THE REQUEST:
Print the data below line for line, without any changes, and omit the pictures from your output.

Records from a dataset:
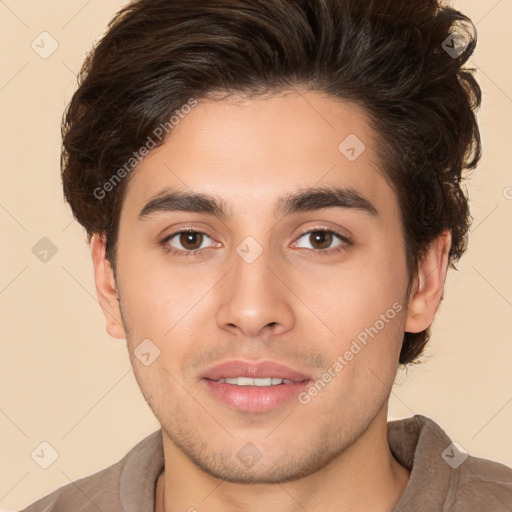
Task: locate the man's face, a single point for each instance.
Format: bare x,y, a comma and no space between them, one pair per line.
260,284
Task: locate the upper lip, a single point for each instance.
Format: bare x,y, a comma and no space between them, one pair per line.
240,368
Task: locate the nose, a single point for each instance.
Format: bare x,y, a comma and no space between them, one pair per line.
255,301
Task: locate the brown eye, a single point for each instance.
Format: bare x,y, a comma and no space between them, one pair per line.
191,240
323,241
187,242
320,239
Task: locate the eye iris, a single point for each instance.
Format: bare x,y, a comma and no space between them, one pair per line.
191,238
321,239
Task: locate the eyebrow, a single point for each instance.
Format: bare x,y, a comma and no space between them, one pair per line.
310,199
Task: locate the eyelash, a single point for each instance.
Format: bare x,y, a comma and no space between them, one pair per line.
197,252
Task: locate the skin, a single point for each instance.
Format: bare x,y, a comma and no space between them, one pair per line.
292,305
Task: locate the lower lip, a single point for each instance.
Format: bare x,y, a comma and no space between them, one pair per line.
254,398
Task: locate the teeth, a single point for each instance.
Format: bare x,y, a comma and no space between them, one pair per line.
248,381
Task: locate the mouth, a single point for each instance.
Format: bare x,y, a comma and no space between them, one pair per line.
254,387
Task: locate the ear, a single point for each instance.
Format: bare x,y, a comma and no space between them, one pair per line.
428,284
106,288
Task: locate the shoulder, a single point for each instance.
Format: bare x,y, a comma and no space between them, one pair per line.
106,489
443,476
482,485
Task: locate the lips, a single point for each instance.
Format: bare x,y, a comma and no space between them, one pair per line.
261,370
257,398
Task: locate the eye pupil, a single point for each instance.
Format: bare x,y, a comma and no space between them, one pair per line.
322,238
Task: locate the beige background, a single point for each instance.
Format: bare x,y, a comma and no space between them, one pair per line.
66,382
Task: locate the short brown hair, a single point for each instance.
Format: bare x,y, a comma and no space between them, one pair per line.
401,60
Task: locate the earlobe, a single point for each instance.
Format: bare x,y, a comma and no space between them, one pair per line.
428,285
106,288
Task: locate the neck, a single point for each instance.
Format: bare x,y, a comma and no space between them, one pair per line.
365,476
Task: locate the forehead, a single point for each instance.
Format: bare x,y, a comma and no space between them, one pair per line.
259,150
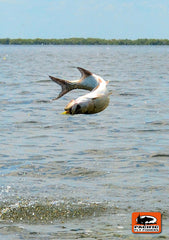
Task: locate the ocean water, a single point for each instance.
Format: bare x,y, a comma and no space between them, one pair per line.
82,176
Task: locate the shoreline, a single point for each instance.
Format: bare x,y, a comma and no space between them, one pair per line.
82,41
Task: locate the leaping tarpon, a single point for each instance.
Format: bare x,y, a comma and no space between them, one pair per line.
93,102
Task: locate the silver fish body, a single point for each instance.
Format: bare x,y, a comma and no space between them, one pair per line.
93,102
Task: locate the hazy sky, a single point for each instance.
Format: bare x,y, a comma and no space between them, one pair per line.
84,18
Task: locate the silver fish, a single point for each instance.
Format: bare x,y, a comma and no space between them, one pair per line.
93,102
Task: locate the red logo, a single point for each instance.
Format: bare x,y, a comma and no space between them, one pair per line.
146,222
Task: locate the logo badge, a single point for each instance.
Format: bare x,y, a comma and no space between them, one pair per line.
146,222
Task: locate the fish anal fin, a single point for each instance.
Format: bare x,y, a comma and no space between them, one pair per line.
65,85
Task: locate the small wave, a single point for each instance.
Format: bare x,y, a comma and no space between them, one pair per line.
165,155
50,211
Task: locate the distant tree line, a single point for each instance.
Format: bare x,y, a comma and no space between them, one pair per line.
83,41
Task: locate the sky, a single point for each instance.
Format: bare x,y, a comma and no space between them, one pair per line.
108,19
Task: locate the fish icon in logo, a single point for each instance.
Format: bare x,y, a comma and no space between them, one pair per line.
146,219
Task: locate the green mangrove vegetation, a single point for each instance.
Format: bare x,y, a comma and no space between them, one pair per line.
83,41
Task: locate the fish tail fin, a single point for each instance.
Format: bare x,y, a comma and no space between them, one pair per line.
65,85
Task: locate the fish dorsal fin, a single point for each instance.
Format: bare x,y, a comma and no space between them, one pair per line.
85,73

FINISHED TASK:
Task: locate the man's face, a single point for each instance.
Format: bare x,y, a comma and no space between them, one pair per line.
260,284
Task: locate the upper lip, a single point for each instance.
Format: bare x,y, a comma and no space between them, one pair per line.
240,368
Task: locate the nose, a single point for each instance.
Format: bare x,y, a comma and no space between them, one pair per line.
255,301
Task: locate the brown eye, a single point for each instance.
Format: bare x,y, a comma and no space between them, one pair per line.
191,240
323,241
187,242
320,239
Task: locate the eye iris, a single point for each instance.
Format: bare x,y, a comma and no space between them, one pair per line.
191,238
321,239
Task: locate the eyebrow, a single point for each instance.
Format: bare x,y, a comma and no space between them, one pair per line.
310,199
Task: locate the eyelash, a single point for each instance.
Format: bare x,y, a comma and no space between them, one pair per line.
197,252
Task: locate the skin, a single point for each instance.
Format: bare x,y, a comma and no space between them, one pair per line.
292,305
Task: locate the lower lip, a single point for each instance.
Format: bare x,y, a comma and no space between them, one pair per line.
254,398
Task: locate the teeth, a single point for each instance.
Format: bare x,y, a comma and no space between them, one pair per line.
248,381
Task: locate the mouth, a single point for each instance.
Format: bare x,y, a comma and no space between them, one pair per line.
254,387
Task: locate the ear, a single point for each instance.
Format: bare x,y, a comma and no space between them, one pair per line.
428,284
106,288
Task: locate the shoulder, a single point for each instance.
Format: bare x,y, a comma and no space between them, one pair per line.
106,489
443,476
482,485
Task: locate the lips, a single point for each instance.
Format: bare x,y, a comma and no space between them, one pair per line.
261,370
257,398
Task: locate the eye pupil, a single point for each instance.
Format: bare x,y, a comma and no space between them, one pair per line.
322,238
Task: locate the beige background, a single point for each instance.
Format: bare x,y, a comma and no space between them, one pair per line.
66,382
Task: locate the short brown hair, a single point for each instance.
Format: bare x,y, a comma and no space between them, one pair per line.
401,60
Task: locate the earlobe, a single point for each instance.
Format: bare x,y, a comma and no space between them, one pair per line.
428,285
106,288
Task: locate the neck, a single point for each instance.
Format: bare x,y, a comma and no space between them, one pair per line.
365,476
Task: locate the forehead, a single point for each instance.
Format: bare x,y, a comma and no space between them, one pair per line.
259,150
Task: locate the ocean water, a single point for each instance.
Format: bare x,y, a comma and no space between them, one pair per line.
82,176
Task: locate the shoreline, a single point for each instance.
Format: bare x,y, a comma and no space between them, one pair per line.
82,41
Task: locate the leaping tarpon, a single point for each instance.
Format: bare x,y, a comma and no space between them, one pair per line.
93,102
Task: locate the silver fish body, a single point for each instance.
Format: bare x,y, a comma and no space between them, one pair per line.
93,102
Task: locate the hazy sky, a single point for each instance.
Format: bare x,y, a comma and no space between them, one pair per line.
84,18
Task: locate the silver fish, a single point for each instance.
Format: bare x,y, a comma and no space between them, one pair per line.
93,102
Task: locate the red logo, a single point for each instance.
Format: bare x,y, a comma and no space between them, one pair per line.
146,222
Task: locate the logo badge, a single point for each instance.
Format: bare x,y, a comma and no space between them, one pair per line.
146,222
Task: locate the fish anal fin, a single point for each instance.
Format: bare x,y, a comma and no space between them, one pair per line.
65,85
Task: locate the small wave, a single point for each instance.
Format: bare x,y, a comma and no space between them, one pair per line.
165,155
50,211
Task: locate the distant tree line, a single point for each instance.
Format: bare x,y, a comma and no space between them, one pair per line.
83,41
Task: locate the sky, a single point for each instance.
Format: bare x,y, a comma and no space between them, one pair per line.
108,19
Task: locate the fish icon in logo, a single point for each instance.
Format: bare x,y, a comma and no space between them, one pair per line.
146,219
Task: locate the green mangrove vegetation, a single point for each instance.
Format: bare x,y, a comma and no space between them, one pair per line.
83,41
Task: locate the fish tail fin, a single point for each instance.
Format: bare x,y, a comma and no space between them, one pair per line.
65,85
Task: locate the fish dorsal fin, a single point for each instance.
Format: bare x,y, a comma and no space between them, one pair per line.
85,73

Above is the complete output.